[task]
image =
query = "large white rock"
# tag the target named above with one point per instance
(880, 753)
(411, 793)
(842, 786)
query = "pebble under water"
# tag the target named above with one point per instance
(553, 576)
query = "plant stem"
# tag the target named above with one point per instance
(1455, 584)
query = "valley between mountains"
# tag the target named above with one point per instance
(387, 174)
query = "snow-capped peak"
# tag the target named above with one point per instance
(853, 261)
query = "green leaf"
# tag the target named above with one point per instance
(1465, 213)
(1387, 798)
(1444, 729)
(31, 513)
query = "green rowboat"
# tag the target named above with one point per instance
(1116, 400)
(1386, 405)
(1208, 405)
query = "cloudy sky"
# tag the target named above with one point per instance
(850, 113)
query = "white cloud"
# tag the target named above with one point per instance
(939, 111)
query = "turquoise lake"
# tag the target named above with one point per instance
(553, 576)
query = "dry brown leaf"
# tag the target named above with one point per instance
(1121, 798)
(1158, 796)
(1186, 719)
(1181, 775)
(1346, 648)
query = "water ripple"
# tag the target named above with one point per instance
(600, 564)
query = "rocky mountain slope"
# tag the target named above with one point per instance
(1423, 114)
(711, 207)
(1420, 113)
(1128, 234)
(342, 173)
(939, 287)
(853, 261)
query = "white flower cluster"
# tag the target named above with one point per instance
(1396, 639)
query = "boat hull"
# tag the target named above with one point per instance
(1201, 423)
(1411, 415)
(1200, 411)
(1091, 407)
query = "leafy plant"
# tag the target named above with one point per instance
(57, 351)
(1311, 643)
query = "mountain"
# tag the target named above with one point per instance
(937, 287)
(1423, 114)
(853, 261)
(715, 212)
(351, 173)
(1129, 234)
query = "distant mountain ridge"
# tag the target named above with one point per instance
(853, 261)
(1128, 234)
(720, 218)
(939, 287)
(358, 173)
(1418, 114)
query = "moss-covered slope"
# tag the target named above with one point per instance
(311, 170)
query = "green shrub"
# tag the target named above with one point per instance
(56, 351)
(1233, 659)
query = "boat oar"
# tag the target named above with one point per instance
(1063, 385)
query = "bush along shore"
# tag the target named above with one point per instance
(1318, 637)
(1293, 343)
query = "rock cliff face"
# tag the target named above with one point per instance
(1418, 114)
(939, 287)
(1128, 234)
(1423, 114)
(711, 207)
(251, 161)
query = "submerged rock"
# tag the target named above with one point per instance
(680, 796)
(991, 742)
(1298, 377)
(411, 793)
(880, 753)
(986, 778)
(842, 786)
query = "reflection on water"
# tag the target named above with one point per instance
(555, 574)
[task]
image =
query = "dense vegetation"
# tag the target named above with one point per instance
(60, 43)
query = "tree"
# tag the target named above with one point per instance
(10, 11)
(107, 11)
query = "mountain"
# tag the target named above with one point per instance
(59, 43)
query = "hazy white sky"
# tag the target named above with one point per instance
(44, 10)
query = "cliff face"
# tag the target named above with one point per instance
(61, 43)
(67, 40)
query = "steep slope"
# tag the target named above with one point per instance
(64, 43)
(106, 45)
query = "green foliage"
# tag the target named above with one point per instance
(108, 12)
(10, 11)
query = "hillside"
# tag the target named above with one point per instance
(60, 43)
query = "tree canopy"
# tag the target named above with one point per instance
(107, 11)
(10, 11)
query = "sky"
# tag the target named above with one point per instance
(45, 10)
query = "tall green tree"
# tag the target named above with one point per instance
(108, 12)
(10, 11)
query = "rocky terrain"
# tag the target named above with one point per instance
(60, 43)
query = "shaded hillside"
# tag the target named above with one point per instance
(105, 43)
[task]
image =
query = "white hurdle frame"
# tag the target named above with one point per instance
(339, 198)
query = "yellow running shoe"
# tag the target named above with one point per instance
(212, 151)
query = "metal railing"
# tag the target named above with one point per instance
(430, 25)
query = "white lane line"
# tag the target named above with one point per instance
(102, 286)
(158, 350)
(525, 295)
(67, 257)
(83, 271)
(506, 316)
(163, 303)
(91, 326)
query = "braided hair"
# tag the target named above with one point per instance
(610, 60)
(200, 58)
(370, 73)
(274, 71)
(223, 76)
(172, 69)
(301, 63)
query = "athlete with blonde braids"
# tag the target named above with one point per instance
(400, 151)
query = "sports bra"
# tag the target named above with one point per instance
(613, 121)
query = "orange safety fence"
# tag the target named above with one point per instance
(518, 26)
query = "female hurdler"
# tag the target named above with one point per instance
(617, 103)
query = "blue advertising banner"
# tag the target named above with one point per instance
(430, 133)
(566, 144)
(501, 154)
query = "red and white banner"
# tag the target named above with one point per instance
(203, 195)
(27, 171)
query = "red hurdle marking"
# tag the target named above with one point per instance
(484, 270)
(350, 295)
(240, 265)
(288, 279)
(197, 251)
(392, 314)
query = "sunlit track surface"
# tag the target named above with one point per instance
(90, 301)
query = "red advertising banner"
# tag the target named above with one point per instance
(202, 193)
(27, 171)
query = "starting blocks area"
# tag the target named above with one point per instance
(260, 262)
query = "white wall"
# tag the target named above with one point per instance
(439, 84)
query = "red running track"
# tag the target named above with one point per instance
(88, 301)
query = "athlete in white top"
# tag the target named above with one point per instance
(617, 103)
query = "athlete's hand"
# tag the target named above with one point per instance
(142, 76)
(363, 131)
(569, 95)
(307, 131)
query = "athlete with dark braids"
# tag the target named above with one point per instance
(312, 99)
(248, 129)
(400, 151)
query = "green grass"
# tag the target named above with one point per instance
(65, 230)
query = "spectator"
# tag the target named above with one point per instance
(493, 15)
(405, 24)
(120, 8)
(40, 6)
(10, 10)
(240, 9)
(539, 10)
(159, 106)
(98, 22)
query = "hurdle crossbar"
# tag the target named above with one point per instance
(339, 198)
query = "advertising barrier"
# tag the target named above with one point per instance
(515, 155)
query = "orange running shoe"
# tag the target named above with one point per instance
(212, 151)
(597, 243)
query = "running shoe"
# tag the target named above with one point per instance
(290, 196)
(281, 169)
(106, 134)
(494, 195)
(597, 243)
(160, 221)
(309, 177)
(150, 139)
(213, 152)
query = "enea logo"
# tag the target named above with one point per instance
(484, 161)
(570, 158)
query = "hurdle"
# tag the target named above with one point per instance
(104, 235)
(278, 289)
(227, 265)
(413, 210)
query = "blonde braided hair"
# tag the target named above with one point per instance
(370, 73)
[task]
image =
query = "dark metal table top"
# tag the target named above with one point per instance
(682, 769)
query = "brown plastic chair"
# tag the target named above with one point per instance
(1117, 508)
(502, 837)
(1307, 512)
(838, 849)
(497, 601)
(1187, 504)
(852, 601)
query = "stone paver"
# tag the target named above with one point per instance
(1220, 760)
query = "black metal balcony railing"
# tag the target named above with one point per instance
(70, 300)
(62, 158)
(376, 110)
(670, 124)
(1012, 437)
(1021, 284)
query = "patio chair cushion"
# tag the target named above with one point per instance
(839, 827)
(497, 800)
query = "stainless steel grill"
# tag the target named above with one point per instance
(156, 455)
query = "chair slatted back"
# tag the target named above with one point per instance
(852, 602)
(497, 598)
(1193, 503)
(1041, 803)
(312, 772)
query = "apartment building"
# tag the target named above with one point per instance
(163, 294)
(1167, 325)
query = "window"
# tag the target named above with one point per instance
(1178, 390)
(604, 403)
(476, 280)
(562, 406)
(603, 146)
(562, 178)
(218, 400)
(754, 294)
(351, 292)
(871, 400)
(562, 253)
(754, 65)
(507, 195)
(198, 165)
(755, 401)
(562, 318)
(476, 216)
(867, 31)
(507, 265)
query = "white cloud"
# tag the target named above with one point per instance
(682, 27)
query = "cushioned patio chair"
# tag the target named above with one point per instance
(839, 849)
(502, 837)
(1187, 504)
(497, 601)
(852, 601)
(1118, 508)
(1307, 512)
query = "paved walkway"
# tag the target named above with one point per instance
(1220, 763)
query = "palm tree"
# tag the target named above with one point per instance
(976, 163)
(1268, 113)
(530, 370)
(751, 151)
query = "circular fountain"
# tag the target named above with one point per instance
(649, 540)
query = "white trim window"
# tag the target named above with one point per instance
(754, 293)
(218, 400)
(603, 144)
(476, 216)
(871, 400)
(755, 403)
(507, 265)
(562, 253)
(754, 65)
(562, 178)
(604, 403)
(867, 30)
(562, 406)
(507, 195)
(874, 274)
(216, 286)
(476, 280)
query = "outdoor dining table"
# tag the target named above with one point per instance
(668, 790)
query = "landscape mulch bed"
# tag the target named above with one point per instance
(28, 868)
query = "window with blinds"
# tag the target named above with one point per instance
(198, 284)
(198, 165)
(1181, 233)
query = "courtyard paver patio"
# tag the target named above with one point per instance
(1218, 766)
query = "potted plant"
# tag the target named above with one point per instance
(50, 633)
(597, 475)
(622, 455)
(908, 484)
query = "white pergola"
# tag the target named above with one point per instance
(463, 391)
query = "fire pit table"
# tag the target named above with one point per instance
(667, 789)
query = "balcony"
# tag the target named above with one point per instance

_Task description_. Identify each line in the records above that contains the word "brown" and reproduce every such line in full.

_Exercise answer_.
query = "dry brown leaf"
query = "brown plastic chair"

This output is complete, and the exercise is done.